(Dataset entries)
--- START ---
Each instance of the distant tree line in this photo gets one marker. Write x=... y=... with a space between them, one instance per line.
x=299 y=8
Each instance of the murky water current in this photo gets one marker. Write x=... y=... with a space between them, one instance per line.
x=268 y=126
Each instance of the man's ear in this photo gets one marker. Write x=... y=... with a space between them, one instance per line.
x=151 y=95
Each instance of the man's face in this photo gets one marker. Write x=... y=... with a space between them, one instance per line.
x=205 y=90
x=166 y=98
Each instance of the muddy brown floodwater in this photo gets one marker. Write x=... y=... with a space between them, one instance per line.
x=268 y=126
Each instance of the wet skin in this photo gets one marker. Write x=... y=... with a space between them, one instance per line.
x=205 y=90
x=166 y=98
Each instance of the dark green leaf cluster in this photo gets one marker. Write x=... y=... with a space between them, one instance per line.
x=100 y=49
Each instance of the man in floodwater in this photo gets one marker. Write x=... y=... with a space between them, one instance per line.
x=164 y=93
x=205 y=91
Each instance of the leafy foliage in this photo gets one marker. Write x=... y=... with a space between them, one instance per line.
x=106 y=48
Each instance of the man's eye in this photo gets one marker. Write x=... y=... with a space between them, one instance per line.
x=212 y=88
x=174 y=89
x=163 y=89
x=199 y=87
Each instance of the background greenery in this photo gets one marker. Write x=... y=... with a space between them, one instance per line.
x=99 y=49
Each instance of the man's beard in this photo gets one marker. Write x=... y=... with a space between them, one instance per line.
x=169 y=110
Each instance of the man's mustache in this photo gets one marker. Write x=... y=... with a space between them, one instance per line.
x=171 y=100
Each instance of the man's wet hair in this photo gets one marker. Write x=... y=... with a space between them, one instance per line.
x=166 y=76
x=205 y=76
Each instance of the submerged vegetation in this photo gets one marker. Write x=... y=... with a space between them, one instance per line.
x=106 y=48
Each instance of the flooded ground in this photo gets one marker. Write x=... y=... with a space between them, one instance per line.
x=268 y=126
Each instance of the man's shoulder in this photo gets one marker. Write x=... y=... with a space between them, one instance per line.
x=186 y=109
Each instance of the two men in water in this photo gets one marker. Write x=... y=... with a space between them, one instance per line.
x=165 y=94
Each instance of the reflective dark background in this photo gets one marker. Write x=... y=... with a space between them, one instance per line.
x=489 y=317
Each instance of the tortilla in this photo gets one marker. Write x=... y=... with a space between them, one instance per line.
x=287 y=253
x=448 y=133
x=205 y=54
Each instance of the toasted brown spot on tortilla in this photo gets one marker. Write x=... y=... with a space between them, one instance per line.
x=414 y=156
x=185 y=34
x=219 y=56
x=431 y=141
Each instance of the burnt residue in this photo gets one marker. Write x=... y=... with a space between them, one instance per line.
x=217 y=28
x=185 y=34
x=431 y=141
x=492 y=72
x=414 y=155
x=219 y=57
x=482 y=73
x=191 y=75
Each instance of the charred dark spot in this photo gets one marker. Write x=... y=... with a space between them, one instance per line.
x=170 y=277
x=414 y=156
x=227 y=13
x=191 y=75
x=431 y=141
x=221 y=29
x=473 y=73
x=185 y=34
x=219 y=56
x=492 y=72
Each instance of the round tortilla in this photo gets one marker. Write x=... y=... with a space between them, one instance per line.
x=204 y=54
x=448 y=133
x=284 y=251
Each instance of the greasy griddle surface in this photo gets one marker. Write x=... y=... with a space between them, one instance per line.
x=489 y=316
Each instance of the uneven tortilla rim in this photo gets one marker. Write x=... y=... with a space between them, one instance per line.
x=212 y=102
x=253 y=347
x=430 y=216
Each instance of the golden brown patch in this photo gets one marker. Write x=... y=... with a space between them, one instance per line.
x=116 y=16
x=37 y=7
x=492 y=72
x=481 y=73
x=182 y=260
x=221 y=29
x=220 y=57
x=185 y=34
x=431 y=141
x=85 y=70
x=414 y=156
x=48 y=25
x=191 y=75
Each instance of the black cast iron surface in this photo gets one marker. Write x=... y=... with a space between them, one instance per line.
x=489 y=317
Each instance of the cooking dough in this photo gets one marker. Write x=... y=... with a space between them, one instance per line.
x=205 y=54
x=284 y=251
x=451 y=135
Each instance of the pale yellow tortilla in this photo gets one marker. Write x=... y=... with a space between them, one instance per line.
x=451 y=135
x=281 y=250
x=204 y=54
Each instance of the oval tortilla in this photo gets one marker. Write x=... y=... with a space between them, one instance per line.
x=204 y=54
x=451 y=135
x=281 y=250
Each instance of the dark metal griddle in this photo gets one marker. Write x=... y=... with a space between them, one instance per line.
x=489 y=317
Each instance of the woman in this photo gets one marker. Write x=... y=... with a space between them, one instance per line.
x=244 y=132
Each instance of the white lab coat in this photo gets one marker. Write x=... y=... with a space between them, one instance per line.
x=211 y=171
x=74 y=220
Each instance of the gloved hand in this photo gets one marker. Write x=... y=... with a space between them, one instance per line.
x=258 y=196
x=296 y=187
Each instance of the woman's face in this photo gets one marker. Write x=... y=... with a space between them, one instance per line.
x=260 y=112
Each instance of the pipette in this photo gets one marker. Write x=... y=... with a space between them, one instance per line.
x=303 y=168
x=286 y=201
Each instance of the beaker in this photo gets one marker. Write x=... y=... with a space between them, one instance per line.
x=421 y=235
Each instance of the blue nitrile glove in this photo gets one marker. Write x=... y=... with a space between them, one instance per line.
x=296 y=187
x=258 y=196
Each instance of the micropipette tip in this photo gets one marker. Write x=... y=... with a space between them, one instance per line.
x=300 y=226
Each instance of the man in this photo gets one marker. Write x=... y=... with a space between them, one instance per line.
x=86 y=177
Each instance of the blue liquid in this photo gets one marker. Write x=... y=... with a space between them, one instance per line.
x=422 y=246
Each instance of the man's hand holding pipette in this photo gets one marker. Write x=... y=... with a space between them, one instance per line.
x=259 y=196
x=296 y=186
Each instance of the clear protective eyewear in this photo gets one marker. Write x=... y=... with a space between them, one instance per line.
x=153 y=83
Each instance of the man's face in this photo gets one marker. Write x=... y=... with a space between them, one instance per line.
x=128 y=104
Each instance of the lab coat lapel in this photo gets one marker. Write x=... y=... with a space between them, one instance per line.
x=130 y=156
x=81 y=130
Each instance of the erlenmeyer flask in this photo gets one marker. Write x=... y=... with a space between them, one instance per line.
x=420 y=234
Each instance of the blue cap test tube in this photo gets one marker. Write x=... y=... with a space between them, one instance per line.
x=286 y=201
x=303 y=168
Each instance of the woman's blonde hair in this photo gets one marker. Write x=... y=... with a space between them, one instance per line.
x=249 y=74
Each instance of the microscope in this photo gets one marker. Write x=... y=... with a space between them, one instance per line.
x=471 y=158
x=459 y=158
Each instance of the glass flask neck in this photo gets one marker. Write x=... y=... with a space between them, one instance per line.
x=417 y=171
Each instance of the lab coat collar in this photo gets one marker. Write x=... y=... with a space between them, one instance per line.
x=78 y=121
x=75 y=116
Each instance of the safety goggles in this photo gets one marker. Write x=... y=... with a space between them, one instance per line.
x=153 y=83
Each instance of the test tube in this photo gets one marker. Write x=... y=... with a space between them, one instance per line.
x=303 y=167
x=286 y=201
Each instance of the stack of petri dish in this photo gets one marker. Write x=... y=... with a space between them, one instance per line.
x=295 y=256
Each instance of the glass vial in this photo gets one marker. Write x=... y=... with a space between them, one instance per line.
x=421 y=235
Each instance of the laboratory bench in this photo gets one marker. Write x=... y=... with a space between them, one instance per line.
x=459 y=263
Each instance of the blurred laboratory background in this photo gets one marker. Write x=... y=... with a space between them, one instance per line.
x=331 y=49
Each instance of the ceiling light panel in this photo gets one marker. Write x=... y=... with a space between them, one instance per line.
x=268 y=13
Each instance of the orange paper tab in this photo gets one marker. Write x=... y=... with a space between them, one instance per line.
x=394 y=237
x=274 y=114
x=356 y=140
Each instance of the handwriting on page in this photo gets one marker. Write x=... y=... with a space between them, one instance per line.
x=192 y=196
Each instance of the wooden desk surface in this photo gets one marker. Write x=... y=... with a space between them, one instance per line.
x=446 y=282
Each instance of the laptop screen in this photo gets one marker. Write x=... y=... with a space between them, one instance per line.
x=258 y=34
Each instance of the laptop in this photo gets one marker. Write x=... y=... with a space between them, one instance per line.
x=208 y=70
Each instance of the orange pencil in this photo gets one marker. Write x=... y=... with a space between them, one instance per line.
--- END ---
Each line from the one containing "Each instance of the wooden" to the end of the entries above should be copied exactly, and no other line.

Each instance of the wooden desk surface in this photo gets one marker. Write x=... y=... with a space between them, one instance per line.
x=446 y=282
Each instance of the laptop screen in this photo gets one marker. Write x=... y=... with a space between them, one instance per line.
x=258 y=34
Each instance of the laptop in this photo gets one marker. Write x=... y=... with a space between them, one instance per line.
x=208 y=70
Each instance of the orange pencil in this photo gets one marker. Write x=... y=... with a space between them, one instance per line.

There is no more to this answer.